*** Begin section ***
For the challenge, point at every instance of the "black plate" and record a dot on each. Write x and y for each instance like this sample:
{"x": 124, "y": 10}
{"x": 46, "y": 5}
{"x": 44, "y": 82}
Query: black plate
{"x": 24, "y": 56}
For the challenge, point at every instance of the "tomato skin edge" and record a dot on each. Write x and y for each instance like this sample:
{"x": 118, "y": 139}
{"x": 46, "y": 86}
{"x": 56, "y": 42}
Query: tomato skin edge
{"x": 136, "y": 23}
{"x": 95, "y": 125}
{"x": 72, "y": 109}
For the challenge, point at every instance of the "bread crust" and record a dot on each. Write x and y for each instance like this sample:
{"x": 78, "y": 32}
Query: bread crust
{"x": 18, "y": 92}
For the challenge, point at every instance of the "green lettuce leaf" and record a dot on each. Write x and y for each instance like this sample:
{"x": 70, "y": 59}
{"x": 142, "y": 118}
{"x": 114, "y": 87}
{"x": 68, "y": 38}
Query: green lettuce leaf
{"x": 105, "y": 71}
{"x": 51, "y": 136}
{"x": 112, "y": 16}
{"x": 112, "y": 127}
*** End section ***
Scan the lines above for "record" and state how many match, nothing more.

### EXPECTED ANSWER
4